Material for this task:
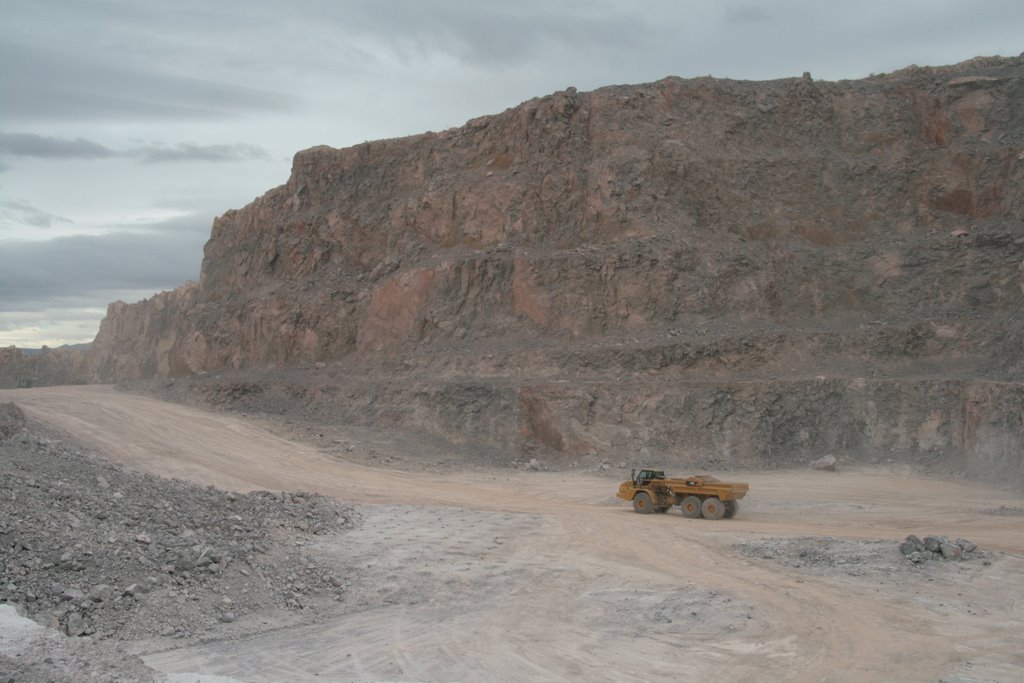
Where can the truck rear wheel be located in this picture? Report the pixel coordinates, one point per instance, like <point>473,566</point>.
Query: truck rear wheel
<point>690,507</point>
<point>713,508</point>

...

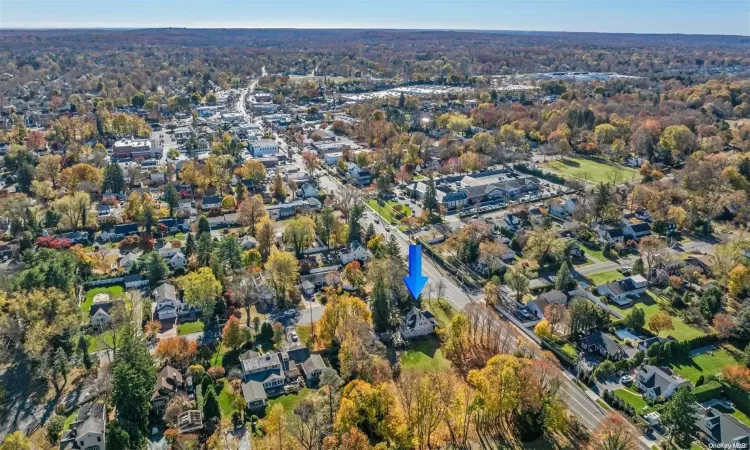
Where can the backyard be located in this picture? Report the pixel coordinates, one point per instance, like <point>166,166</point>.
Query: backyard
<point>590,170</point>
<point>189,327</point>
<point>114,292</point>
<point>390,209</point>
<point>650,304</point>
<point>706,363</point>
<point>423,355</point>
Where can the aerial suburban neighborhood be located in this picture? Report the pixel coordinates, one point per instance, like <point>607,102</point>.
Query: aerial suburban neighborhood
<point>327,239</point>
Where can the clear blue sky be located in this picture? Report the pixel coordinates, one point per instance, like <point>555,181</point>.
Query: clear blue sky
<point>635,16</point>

--

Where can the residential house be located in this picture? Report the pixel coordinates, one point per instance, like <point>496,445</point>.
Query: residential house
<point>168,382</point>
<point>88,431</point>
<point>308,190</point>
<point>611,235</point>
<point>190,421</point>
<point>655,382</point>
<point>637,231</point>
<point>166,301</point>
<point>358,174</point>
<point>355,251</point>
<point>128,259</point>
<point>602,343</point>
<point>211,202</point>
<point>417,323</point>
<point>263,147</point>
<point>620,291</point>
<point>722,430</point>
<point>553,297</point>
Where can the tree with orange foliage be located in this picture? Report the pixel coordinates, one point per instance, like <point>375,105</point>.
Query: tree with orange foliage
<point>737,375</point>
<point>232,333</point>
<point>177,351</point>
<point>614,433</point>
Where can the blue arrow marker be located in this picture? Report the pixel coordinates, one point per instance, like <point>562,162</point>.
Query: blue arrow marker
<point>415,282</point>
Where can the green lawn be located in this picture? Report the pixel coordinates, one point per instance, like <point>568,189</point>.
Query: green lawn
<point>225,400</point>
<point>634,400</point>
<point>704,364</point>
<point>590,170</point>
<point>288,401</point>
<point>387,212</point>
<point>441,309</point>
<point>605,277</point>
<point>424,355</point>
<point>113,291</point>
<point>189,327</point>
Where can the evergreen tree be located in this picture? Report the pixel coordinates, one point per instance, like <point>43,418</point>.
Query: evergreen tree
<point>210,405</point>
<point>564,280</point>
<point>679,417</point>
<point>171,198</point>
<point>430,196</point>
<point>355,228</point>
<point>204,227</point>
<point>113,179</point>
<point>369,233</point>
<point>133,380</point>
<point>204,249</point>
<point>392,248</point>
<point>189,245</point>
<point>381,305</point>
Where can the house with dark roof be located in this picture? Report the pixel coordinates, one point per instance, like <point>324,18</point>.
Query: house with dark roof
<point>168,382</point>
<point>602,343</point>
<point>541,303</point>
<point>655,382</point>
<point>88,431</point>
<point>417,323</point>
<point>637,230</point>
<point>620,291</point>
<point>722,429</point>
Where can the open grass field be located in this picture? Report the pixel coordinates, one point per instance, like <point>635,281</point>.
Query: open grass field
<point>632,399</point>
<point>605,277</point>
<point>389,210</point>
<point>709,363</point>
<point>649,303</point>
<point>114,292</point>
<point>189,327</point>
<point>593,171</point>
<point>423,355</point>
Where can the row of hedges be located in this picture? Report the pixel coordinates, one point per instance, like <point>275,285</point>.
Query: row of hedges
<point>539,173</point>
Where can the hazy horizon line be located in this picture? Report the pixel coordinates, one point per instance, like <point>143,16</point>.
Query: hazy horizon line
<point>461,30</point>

Problem details: Out of the entries above, write out only the lines between the line holding "Where can the blue" and the line holding "Where can the green", inclusive, each exactly as given.

Exercise result:
Where can the blue arrow marker be located in this picture? Report the pixel coordinates, one point per instance, like <point>562,162</point>.
Query: blue arrow marker
<point>415,282</point>
Where can the green lawn be located in this picture? Report the pixel coordinates, one point per instance, like <point>568,189</point>.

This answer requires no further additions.